Task objective:
Return each line of the material verbatim.

Point-based annotation data

'''

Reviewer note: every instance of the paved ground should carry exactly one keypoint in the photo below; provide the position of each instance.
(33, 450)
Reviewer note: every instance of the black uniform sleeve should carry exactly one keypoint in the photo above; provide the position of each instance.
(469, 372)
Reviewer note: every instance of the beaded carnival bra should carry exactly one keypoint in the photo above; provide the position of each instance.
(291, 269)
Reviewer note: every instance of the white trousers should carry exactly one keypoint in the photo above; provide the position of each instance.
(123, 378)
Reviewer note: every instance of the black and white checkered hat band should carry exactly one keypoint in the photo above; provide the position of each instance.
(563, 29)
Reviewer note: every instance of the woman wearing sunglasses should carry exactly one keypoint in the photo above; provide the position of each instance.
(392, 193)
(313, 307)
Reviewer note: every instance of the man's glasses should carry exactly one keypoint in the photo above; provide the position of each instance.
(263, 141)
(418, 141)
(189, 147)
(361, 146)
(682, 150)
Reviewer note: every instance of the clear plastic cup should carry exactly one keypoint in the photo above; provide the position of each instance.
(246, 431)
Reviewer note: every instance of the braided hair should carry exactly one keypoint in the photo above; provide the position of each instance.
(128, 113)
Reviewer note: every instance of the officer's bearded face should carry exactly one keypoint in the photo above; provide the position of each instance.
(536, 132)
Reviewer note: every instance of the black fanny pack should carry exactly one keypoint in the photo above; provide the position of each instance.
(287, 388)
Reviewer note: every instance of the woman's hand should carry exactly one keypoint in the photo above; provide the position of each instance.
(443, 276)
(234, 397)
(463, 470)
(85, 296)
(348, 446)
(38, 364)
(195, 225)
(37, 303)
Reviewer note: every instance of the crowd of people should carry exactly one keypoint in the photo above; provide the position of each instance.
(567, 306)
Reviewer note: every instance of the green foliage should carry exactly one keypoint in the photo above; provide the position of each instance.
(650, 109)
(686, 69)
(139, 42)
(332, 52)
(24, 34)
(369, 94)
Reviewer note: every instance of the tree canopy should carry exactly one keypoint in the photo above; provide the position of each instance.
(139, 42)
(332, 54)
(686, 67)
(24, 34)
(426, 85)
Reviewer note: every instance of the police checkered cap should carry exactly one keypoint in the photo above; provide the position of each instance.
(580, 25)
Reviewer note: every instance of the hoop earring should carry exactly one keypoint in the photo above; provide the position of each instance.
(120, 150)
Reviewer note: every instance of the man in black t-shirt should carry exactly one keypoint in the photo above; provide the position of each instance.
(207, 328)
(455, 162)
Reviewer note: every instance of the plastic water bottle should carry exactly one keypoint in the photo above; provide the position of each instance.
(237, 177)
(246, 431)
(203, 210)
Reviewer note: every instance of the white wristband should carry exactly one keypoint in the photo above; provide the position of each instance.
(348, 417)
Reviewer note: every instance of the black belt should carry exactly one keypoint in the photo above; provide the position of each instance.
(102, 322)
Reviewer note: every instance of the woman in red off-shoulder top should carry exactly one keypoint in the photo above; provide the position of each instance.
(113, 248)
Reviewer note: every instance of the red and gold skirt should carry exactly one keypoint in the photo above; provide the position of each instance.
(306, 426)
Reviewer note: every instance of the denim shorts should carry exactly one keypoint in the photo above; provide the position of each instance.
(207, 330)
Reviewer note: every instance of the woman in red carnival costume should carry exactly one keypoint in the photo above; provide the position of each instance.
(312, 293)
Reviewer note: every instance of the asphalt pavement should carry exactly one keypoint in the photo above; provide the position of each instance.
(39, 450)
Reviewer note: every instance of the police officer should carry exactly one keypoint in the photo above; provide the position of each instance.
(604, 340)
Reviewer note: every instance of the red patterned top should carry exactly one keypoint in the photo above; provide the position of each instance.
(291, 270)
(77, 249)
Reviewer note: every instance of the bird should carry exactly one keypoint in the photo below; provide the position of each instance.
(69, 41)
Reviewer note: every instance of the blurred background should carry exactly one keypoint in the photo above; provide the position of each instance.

'''

Task response:
Reviewer note: every instance of the paved ground should carry exactly one keypoint in the photo below; provide the position of each instance.
(33, 450)
Reviewer note: every instance of the black uniform sleeve should carry exactly one keypoint in the photo above; provide the position of each instance.
(469, 372)
Reviewer note: every instance of the beaded carnival bra should carry exactly one keypoint in the photo above; provide the position of each instance.
(291, 269)
Reviewer note: every instance of the white trousers should carry exactly one keypoint in the photo above; provide the position of each instance.
(123, 378)
Reviewer note: every instance of the black and white checkered hat band should carry exactly one keypoint in the photo above; provide the position of each instance.
(563, 29)
Reviewer note: every instance of the woman wearing sunglasses should carry exactly one keypoint in the photo above; provide the position of each instance.
(392, 193)
(313, 307)
Reviewer note: every instance of the man's glasses should carry exactly one keypoint in the photo above; provide the position of each instance.
(263, 141)
(418, 141)
(189, 147)
(361, 146)
(682, 150)
Reviewer note: every instance of the clear plastic cup should carry exactly one keypoint in the photo above; provide the position of each instance.
(246, 431)
Reviewer note: every instance of the braided hair should carry exactly one keypoint in the photo above; provide the position of each instance.
(128, 113)
Reviewer note: every instance of the officer's bearded face should carry exactly one keypoint in the photo above; provide the position of each instance.
(536, 132)
Reviewer note: every instance of the black fanny pack should carry exactly one keypoint in the photo above; provide the position of each instance.
(287, 388)
Reviewer note: every instance of the woman's hand should carry exactly one keypoint in the photo above; provide the position of each instance.
(443, 276)
(234, 397)
(463, 470)
(85, 296)
(348, 446)
(38, 364)
(195, 225)
(37, 303)
Reviewer note: every instance of the crowd of people should carry exactly one keypoint in the photo above; provide the position of each instance.
(567, 306)
Reviewer note: every instance of the green foliage should carry exactly one keypoint in the photo above; provide the position of each instance.
(650, 109)
(686, 69)
(139, 42)
(332, 52)
(24, 34)
(369, 94)
Reviewer note: every instance of the tree canopy should carry exactly one keypoint in the photo above; provide the position of each instance.
(139, 42)
(332, 54)
(686, 67)
(24, 34)
(426, 85)
Reviewer note: every instance of the police checkered cap should carry exactly one keypoint in the photo above; provide the position of each instance.
(580, 25)
Reviewer note: every instance of the hoop earring should carry exactly one keypoint in the photo above; provide the position of each instance.
(120, 150)
Reviewer note: every instance of the man in black t-shirt should carry exactly one keypoint in the photo above; provide the position of each instance.
(207, 328)
(455, 162)
Reviewer note: every instance of the plastic water bottle should carry exactly one keypoint in the photo above; provide the position of each instance.
(237, 177)
(246, 431)
(203, 210)
Reviewer note: every instance of the white wristband should carry exactly one keypoint in the photo above; provide the position of each instance.
(348, 417)
Reviewer note: every instance of the black belt should carry exactly one keypoint in the photo above; provide the position of each instance.
(102, 322)
Reviewer note: every instance of the woman in red off-shoulder top should carry exactly one keypoint in the photo above; provide the position of each instance.
(113, 248)
Reviewer note: every instance of the red and gold skirt should carry exactly one keypoint in the photo above; provide the position of each instance.
(306, 426)
Reviewer note: every instance of the denim shorts should carry exactly one keypoint in the photo above; provide the position of each instance.
(207, 330)
Reviewer note: every instance of the woman in red carnival costume should carry exactly one keypoint in the photo above; provide the position of each instance.
(312, 293)
Reviewer note: every instance of the asphalt pavement should carry exactly one keypoint in the photo above; provide the position of each instance.
(39, 450)
Reviewer note: every instance of the police officer should carry exactly one keypoint in the photo above; provide the position of each instance.
(604, 340)
Reviewer note: every instance of the red patterned top should carry exactly one keypoint in the photo above; provide the position of each instance.
(291, 270)
(77, 249)
Reviewer note: every instance of the bird should carry exactly one keypoint in the photo below; provide the position of each instance.
(69, 41)
Reviewer note: every instance of the blurred background should carry exactly one keypoint in the photo above; provide the position of each instance.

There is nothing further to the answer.